SELECTED PASSAGE –
Visualize multiple GFF files
2
3
Entering edit mode
3.8 years ago
Anand Rao ▴ 470

For each of several genomes, apart from the already available fasta sequence and associated GFF3 annotation files, I have also generated 5 additional GFF files for start-stop coordinates of 5 additional types of genomic features.

My goal is four-fold in the context of these 6 GFF files and 1 genomic DNA sequence.

1. Explore where two or more of these genomic features overlap / intersect / co-localize - I am doing this via text manipulation, using bedtools overlap or bedtools intersect. But I want to visualize 2 or more tracks , and just text-based calculation of intersection is not satisfying during exploration phase. I want to visualize it.

2. Generate high-detail images (with flexibility of color / shapes like that in IGB or gff2ps) for small intervals, looking at specific and most interesting cases.

3. Generate overview images for entire chromosomes or even a genome, for overlap across these 6 types of genomic features , without confusing or overwhelming the reader.

4. Finally, to request advice on which tool and/or which statistical test to perform for verifying whether the observed physical co-localization of any 2 of the 6 types of genomic features is random or non-random. And if latter is true, are there more sophisticated tests to examine physical distribution of genomic loci types, relative to one another? And are there tests that can examine more than 2 types of genomic features at a time?

The rather old thread at What Tools/Libraries Do You Use To Visualize Genomic Feature Data? discusses answers to questions 1 - 3 above, but I am curious to know if there are better / updates tools for my goals than the ones I mentioned above or at the link (bedtools or bedOps, IGB, GBrowse, GFF2PS). Thanks!

INFORMATION SHOWN –
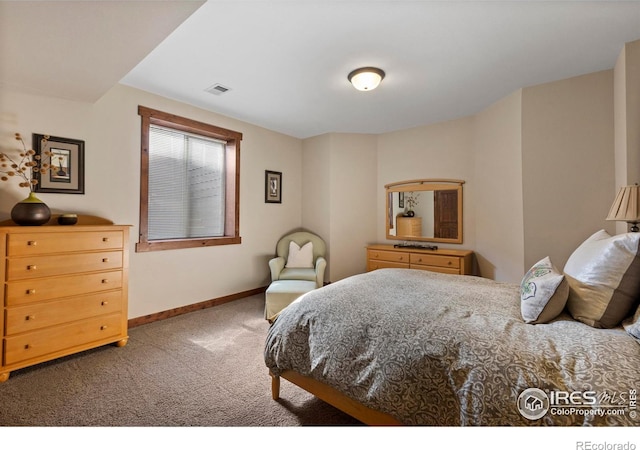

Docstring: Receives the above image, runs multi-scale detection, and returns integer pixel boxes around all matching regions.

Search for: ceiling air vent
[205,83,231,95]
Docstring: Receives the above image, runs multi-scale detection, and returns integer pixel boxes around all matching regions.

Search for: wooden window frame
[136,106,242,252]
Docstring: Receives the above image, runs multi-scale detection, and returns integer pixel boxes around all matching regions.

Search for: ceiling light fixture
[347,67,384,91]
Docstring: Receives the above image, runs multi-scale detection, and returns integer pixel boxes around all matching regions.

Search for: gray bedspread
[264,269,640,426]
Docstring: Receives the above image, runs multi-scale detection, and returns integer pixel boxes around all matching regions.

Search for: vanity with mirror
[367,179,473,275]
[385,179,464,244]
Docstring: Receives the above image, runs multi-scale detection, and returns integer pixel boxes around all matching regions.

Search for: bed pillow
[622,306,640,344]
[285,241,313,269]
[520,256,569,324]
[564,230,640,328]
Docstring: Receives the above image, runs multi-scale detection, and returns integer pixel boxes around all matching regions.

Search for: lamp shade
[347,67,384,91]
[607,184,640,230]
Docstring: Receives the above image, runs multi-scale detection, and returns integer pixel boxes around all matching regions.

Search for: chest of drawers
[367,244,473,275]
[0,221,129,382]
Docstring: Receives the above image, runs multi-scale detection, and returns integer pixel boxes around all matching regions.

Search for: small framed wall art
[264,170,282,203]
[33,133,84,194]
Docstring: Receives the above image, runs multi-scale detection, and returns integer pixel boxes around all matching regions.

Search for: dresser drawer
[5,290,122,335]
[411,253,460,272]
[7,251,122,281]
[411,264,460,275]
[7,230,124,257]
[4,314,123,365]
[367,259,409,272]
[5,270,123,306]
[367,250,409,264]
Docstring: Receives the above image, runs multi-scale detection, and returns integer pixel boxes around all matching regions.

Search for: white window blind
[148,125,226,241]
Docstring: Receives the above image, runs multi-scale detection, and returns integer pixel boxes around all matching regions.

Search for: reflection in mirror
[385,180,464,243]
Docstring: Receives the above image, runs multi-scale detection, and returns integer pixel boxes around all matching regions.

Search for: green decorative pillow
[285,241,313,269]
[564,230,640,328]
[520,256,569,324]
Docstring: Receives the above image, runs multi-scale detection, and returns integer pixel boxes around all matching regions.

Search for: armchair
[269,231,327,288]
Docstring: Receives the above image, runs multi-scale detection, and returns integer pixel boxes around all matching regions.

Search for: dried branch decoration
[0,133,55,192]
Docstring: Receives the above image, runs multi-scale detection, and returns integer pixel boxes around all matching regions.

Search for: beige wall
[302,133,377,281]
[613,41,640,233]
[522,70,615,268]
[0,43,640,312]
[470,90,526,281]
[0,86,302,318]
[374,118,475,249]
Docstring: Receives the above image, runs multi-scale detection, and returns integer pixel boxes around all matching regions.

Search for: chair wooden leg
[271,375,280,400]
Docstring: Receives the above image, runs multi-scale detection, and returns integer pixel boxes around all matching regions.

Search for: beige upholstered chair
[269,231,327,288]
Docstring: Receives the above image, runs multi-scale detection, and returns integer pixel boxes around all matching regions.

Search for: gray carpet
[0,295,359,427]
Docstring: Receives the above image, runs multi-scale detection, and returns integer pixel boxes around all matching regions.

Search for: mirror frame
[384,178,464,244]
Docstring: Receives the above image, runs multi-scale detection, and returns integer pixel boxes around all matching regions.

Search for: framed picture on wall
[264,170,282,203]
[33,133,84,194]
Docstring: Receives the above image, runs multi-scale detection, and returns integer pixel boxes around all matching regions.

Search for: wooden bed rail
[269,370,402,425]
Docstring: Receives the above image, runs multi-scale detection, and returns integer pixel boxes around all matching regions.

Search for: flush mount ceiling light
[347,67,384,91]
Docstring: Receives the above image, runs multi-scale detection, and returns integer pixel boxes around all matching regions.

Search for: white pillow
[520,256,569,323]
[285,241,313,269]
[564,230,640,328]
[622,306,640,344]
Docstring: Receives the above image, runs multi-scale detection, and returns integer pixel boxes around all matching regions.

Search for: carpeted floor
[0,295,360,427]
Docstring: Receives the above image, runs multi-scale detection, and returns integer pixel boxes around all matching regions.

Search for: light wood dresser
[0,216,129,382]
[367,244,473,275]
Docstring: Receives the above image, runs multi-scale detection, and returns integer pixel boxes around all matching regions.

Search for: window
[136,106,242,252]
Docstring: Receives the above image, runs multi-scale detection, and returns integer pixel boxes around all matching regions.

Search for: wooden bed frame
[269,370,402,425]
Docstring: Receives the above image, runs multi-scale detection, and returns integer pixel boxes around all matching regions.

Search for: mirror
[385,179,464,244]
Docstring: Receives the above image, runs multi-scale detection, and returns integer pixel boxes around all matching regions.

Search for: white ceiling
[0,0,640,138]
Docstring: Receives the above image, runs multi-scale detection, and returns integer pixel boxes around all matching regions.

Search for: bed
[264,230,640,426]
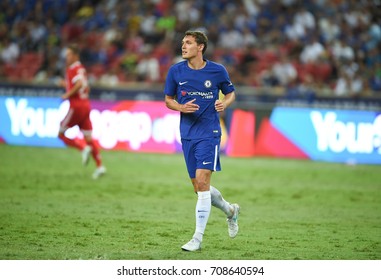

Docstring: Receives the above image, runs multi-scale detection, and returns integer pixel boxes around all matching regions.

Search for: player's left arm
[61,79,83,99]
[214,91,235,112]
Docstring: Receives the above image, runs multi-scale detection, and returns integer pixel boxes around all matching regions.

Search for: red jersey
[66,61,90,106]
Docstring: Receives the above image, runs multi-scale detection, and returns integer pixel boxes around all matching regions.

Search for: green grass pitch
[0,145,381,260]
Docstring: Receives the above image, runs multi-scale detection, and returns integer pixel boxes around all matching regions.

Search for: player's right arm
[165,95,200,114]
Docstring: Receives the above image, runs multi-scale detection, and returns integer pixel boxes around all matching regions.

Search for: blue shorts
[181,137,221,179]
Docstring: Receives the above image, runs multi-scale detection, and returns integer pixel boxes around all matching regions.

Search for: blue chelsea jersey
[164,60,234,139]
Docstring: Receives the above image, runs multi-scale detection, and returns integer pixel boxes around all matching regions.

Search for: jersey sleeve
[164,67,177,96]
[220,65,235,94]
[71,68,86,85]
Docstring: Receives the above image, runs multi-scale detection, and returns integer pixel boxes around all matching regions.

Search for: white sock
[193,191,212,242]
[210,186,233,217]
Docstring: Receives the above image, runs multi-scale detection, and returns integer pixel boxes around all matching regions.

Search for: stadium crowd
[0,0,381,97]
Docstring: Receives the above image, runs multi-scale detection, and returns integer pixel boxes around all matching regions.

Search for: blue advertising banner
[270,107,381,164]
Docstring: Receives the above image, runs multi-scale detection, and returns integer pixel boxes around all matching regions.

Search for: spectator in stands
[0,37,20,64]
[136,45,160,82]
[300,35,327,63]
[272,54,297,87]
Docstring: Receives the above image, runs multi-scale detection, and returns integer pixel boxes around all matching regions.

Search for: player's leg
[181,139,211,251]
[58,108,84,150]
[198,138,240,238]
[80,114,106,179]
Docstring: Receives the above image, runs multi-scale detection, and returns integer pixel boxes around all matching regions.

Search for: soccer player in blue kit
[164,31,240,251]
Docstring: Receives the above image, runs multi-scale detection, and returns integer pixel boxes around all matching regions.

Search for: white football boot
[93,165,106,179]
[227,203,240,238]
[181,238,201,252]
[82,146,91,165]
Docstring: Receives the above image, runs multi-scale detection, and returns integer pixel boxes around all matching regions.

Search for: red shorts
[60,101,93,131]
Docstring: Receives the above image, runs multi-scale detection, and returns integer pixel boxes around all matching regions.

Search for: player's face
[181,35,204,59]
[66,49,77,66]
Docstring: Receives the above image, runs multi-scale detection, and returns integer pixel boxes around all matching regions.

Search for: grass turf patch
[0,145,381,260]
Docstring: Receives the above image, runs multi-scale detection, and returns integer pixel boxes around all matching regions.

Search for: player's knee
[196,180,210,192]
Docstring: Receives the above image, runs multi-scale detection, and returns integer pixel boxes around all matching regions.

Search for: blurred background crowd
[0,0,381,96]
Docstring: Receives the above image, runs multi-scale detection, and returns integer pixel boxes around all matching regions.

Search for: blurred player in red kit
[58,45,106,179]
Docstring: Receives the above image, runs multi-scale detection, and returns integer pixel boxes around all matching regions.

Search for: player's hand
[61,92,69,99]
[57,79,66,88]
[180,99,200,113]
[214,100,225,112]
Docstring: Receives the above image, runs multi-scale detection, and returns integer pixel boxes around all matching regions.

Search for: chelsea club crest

ACTIVITY – Please carry on the forum post about visualizing multiple GFF files, starting right after its final sentence.

RESPONSE TO THE EXERCISE –
GFF overlap statistics visualization • 2.5k views
5
Entering edit mode
3.4 years ago
bernatgel ★ 3.3k

Hi,

If you can use R you should be able to create these plots with karyoploteR. You would need to load the data into R (probably using rtracklayer's ' import' function) and then plot them using kpPlotGenesfor genes and kpPlotRegions for everything else. You can find more information and various examples on how to use it at karyoploteR titorial page.

As for point 4 you can use the Bioconductor package regioneR. If you load the data into R you can use the function overlapPermTest to perform a permutation strategy to test if two sets of genomic regions overlap more (or less) than expected by chance.

Hope this helps

Bernat

4
Entering edit mode
3.4 years ago
Joe 20k

You could do this (I think) with Artemis and/or the Artemis Comparison Tool.

Load up the sequence, and read in the different annotation files and you can view them all together in the same window I believe.

It probably doesn't solve all of your requests though, but worth a look I think.